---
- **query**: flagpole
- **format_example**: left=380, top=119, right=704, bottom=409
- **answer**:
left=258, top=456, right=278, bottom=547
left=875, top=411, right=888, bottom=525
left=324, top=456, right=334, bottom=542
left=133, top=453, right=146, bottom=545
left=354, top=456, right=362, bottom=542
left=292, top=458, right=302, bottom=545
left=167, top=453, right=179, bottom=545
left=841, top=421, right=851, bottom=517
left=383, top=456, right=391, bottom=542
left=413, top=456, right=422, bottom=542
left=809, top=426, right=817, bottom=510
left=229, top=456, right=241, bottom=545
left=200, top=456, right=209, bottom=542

===

◆ What the exercise asks
Rewrite the material above as a JSON list of strings, with one string for each line and blank lines omitted.

◆ Exercise result
[
  "---",
  "- **query**: flagpole",
  "- **format_example**: left=380, top=119, right=704, bottom=409",
  "- **answer**:",
  "left=258, top=456, right=278, bottom=547",
  "left=875, top=411, right=888, bottom=525",
  "left=324, top=456, right=334, bottom=542",
  "left=133, top=453, right=146, bottom=545",
  "left=354, top=456, right=362, bottom=542",
  "left=292, top=458, right=302, bottom=545",
  "left=167, top=453, right=179, bottom=545",
  "left=841, top=421, right=851, bottom=517",
  "left=383, top=456, right=391, bottom=542",
  "left=413, top=456, right=422, bottom=542",
  "left=809, top=426, right=817, bottom=510",
  "left=229, top=456, right=241, bottom=545",
  "left=200, top=456, right=209, bottom=542"
]